**OBJECTIVE:**
Everything from the line that contains "of the headlight." through the last line of the listing must be copied exactly, with both of those lines included and no others.

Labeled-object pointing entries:
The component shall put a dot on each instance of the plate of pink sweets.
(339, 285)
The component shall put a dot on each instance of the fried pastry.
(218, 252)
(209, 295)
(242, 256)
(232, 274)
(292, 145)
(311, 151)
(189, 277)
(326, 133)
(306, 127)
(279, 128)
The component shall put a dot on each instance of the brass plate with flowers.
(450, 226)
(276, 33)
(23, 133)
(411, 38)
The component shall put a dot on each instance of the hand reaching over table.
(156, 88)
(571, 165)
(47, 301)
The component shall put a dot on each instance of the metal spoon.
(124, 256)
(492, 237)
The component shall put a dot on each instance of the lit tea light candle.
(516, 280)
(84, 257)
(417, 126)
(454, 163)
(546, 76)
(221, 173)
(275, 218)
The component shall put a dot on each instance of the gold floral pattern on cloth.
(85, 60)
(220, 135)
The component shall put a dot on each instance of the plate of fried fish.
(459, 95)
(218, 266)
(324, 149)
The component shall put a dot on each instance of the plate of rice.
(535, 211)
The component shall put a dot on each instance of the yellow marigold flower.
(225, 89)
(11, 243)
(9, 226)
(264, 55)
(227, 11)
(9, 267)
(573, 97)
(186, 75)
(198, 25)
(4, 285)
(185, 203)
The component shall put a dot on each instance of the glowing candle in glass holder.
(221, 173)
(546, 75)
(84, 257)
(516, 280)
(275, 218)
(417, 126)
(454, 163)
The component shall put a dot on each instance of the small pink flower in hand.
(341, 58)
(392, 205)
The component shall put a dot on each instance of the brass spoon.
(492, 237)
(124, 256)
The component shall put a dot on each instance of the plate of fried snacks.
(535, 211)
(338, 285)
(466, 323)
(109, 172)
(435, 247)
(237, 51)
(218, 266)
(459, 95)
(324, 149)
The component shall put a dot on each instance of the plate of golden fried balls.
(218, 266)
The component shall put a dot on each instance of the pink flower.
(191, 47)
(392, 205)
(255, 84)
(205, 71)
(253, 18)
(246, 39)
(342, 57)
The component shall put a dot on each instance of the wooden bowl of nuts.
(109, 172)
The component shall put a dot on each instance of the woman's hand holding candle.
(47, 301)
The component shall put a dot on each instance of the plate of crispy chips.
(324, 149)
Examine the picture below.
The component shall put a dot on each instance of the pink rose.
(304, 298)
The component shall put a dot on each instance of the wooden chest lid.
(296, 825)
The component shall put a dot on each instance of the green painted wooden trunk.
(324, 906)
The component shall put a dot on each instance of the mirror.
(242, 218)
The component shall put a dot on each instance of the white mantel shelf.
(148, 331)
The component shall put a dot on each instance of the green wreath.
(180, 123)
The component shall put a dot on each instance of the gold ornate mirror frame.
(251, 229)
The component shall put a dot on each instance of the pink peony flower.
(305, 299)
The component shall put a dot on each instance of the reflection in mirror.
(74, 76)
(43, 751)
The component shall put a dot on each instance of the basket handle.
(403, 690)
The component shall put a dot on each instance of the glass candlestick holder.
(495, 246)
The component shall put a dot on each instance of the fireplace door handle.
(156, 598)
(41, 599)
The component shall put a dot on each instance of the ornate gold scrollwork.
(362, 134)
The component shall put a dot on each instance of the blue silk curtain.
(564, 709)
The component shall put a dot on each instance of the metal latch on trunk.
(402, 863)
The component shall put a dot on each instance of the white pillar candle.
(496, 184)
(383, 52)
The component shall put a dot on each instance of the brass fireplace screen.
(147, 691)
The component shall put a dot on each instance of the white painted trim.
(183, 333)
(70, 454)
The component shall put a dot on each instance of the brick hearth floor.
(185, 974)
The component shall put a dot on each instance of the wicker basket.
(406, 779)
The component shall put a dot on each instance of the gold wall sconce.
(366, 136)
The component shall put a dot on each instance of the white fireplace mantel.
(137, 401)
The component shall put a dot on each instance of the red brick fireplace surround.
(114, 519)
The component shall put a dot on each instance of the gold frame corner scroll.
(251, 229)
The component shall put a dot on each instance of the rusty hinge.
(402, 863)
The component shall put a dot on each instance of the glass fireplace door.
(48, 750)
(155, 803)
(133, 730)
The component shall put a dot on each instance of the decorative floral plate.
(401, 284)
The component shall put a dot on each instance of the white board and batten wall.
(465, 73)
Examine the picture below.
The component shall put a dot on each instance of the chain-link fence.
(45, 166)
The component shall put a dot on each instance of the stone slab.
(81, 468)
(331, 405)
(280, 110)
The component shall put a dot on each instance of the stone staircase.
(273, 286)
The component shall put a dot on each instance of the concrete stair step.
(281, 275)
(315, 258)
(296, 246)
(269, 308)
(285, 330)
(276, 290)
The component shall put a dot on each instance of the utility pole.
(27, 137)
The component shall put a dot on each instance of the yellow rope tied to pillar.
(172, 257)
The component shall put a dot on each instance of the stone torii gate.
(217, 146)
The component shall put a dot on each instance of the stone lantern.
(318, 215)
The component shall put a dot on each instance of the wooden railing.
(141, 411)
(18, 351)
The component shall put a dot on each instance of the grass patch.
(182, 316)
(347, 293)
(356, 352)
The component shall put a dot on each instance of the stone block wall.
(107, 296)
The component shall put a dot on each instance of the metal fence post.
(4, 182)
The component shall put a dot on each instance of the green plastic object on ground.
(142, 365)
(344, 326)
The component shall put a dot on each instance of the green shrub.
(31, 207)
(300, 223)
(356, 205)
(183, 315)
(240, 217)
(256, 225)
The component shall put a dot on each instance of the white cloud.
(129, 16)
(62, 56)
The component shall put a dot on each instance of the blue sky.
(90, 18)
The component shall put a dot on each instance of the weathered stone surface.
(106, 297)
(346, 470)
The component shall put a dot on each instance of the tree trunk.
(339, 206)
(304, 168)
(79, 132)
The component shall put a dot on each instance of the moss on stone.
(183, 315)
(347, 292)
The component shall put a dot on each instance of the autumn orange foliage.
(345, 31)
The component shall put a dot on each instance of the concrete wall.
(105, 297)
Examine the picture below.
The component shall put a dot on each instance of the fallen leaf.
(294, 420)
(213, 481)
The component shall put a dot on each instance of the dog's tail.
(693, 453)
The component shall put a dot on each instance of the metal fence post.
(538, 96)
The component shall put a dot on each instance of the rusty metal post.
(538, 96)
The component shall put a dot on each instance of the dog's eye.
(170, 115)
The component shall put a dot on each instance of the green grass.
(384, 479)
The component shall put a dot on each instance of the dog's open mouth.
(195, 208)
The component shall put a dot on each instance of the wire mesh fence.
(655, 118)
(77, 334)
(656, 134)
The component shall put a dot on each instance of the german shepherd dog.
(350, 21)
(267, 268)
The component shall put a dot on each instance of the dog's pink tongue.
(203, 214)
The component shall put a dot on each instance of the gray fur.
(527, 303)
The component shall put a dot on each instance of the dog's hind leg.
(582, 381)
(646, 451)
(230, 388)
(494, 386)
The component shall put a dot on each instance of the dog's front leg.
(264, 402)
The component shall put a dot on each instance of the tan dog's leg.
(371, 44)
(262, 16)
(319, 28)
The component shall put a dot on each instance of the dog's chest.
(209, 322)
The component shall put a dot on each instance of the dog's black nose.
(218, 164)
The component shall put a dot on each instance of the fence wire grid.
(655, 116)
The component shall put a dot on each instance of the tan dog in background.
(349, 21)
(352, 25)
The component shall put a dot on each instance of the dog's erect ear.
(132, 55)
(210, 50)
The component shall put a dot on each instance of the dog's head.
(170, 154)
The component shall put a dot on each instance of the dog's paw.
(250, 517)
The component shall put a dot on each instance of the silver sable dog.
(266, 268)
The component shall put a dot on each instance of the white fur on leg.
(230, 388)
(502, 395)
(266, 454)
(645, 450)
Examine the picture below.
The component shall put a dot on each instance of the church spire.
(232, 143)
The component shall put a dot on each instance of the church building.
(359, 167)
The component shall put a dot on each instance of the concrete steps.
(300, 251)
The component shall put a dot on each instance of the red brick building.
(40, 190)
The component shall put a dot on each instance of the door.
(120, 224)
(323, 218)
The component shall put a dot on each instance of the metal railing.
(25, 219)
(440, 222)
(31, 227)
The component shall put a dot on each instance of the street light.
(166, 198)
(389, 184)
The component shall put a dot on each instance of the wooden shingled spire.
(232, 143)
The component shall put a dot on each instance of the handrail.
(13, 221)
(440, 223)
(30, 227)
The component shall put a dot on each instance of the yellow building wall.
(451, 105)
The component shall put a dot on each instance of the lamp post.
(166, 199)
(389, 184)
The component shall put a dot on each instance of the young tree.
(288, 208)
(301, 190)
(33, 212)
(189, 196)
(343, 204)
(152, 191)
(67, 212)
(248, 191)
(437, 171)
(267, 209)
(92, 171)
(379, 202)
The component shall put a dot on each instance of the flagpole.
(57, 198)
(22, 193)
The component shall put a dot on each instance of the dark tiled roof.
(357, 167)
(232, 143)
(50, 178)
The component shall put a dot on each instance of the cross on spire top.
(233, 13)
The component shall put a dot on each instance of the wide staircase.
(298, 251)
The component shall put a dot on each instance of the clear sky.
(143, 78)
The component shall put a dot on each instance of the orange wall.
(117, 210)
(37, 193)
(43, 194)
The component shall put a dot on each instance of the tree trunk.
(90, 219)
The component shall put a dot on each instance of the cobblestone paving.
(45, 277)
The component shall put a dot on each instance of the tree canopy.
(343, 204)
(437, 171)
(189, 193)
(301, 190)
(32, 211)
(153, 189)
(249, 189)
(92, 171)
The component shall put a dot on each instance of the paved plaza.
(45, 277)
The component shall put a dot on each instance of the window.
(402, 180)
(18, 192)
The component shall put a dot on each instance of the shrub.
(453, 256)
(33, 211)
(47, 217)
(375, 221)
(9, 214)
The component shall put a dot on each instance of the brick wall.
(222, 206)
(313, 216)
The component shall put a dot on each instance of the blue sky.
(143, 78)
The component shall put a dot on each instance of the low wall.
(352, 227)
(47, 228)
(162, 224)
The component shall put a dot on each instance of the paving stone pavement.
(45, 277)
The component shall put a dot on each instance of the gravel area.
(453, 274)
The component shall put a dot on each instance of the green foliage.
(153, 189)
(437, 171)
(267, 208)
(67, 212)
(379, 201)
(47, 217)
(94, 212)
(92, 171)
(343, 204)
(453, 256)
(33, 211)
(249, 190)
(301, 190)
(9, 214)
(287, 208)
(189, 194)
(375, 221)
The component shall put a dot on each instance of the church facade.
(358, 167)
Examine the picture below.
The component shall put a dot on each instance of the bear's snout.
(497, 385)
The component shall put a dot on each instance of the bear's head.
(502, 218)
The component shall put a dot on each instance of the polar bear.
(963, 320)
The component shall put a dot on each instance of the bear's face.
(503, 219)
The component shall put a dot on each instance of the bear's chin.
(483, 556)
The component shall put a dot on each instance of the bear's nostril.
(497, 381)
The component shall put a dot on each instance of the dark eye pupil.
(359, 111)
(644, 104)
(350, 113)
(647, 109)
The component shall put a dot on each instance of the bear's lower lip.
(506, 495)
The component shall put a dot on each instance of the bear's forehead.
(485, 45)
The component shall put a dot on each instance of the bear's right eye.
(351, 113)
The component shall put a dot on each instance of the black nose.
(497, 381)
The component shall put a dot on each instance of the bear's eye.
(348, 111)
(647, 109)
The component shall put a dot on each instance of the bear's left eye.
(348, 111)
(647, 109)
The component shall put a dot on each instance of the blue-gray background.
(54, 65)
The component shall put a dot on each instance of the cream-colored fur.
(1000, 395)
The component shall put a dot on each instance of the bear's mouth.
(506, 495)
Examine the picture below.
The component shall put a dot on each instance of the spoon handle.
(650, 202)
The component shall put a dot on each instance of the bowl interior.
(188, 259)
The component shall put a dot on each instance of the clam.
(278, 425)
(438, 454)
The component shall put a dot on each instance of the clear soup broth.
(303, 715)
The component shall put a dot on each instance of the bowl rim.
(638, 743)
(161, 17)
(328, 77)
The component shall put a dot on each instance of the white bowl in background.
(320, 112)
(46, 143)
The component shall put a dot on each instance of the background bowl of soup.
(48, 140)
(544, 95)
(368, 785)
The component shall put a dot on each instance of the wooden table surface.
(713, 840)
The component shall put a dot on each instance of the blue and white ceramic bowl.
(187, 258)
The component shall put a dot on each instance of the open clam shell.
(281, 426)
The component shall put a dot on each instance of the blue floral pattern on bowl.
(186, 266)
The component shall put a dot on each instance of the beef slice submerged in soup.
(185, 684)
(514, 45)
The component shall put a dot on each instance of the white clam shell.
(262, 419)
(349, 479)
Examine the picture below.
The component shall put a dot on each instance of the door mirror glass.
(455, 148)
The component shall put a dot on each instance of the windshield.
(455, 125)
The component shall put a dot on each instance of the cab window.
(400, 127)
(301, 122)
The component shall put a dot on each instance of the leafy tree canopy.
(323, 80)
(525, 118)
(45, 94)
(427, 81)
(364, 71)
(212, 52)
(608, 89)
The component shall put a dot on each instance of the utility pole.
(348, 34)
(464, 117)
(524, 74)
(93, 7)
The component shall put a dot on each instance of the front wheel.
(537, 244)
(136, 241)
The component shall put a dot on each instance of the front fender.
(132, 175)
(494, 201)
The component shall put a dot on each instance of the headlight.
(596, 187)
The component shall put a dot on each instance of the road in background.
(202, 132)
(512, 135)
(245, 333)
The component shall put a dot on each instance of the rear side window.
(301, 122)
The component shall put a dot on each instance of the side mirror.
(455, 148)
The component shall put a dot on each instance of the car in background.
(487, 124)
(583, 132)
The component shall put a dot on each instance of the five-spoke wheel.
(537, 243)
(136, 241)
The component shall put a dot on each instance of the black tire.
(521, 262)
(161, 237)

**EXERCISE OUTPUT:**
The component shall put a dot on each instance of the headlight.
(596, 187)
The component shall put a dot on each instance of the road in background.
(202, 132)
(512, 135)
(245, 333)
The component shall put a dot on each instance of the rear side window.
(301, 122)
The component shall put a dot on each instance of the side mirror.
(455, 148)
The component shall put a dot on each instance of the car in background.
(487, 124)
(583, 132)
The component shall put a dot on each instance of the five-spoke wheel.
(537, 243)
(136, 241)
The component shall put a dot on each instance of the black tire.
(521, 262)
(161, 237)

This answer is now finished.